Selected passage:
<<<<

= Erdős–Hajnal conjecture =

Conjecture in graph theory

Unsolved problem in mathematics: Do the graphs with a fixed forbidden induced subgraph necessarily have large cliques or large independent sets?

A claw-free graph with maximum clique highlighted red and maximum independent set highlighted blue

In graph theory, a branch of mathematics, the Erdős–Hajnal conjecture states that families of graphs defined by forbidden induced subgraphs have either large cliques or large independent sets. It is named for Paul Erdős and András Hajnal, who first posed it as an open problem in a paper from 1977.

More precisely, for an arbitrary undirected graph $H$, let $\mathcal{F}_H$ be the family of graphs that do not have $H$ as an induced subgraph. Then, according to the conjecture, there exists a constant $\delta_H > 0$ such that the $n$-vertex graphs in $\mathcal{F}_H$ have either a clique or an independent set of size $\Omega(n^{\delta_H})$. In other words, for any hereditary family $\mathcal{F}$ of graphs that is not the family of all graphs, there exists a constant $\delta_{\mathcal{F}}>0$ such that the $n$-vertex graphs in $\mathcal{F}$ have either a clique or an independent set of size $\Omega(n^{\delta_{\mathcal{F}}})$.

A convenient and symmetric reformulation of the Erdős–Hajnal conjecture is that for every graph $H$, the $H$-free graphs necessarily contain a perfect induced subgraph of polynomial size. This is because every perfect graph necessarily has either a clique or independent set of size proportional to the square root of their number of vertices, and conversely every clique or independent set is itself perfect.

Background on the conjecture can be found in two surveys, one of András Gyárfás and the other of Maria Chudnovsky.

>>>>

Given exercise 1:
Answer these questions using the article on the Erdős–Hajnal conjecture.
(a) In what year did Erdős and Hajnal first pose the conjecture as an open problem?
(b) According to the symmetric reformulation, what must the H-free graphs contain?
(c) Who wrote the two surveys that give background on the conjecture?
Given exercise 2: Output the passage of the article on the Erdős–Hajnal conjecture that runs from "A convenient and" up to and including "is itself perfect.", copied word for word.

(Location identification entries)
<<<<

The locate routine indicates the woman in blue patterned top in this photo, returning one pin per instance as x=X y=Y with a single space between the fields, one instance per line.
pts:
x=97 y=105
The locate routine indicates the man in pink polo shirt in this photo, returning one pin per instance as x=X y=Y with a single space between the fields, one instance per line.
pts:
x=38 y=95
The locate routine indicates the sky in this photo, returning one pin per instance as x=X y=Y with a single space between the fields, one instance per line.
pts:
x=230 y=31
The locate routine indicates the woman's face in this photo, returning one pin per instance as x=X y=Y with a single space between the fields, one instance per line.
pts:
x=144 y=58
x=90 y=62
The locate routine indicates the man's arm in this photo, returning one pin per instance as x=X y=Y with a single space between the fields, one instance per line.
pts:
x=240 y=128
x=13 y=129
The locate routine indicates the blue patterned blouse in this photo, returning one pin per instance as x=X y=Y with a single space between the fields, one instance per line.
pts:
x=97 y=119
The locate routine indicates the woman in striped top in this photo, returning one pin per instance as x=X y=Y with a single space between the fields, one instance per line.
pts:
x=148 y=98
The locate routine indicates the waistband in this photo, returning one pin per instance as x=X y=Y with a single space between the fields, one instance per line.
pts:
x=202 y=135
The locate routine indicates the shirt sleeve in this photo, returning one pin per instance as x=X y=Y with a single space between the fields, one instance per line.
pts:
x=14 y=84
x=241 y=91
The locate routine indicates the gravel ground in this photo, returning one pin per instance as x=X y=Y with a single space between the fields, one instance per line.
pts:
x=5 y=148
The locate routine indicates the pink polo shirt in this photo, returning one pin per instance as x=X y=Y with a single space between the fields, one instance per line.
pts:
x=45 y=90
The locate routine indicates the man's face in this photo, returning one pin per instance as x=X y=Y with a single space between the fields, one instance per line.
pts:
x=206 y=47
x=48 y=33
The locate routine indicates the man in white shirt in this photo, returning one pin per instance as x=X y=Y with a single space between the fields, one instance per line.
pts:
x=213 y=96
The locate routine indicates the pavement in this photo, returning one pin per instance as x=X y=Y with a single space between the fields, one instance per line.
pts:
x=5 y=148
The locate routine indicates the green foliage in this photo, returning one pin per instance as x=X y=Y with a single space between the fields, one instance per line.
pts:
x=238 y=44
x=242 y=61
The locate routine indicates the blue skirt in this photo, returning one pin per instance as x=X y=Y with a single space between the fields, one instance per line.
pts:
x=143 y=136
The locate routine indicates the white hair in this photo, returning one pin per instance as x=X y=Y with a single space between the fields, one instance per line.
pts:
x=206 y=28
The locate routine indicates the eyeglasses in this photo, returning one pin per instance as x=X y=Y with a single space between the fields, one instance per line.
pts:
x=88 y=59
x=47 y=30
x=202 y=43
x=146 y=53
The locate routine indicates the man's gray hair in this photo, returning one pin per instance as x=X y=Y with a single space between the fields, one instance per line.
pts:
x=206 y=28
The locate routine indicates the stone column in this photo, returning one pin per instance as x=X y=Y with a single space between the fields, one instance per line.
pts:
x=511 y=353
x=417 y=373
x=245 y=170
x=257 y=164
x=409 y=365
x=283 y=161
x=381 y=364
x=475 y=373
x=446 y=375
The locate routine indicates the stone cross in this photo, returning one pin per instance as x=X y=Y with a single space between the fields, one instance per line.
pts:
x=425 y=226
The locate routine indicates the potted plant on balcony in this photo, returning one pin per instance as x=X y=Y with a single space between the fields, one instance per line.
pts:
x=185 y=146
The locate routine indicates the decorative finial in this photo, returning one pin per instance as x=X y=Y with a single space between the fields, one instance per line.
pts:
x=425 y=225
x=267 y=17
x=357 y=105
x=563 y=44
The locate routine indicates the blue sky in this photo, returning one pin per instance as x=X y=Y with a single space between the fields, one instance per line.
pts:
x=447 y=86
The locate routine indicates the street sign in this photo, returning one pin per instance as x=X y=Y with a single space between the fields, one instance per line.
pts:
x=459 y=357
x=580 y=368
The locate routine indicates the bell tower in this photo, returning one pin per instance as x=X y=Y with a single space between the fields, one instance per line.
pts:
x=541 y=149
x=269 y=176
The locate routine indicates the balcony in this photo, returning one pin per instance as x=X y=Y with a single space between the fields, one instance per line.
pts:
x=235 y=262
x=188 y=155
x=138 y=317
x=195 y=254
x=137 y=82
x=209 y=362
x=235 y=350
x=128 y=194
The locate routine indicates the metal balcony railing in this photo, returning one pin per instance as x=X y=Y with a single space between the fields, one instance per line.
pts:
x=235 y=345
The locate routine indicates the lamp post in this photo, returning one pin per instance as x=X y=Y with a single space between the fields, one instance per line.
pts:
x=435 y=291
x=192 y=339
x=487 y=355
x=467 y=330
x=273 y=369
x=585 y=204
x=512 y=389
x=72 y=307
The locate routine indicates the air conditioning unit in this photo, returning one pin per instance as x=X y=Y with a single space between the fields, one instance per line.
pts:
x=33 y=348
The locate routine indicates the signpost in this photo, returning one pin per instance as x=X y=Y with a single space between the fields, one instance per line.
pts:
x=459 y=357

>>>>

Task solution 1:
(a) 1977
(b) A perfect induced subgraph of polynomial size
(c) András Gyárfás and Maria Chudnovsky

Task solution 2:
A convenient and symmetric reformulation of the Erdős–Hajnal conjecture is that for every graph $H$, the $H$-free graphs necessarily contain a perfect induced subgraph of polynomial size. This is because every perfect graph necessarily has either a clique or independent set of size proportional to the square root of their number of vertices, and conversely every clique or independent set is itself perfect.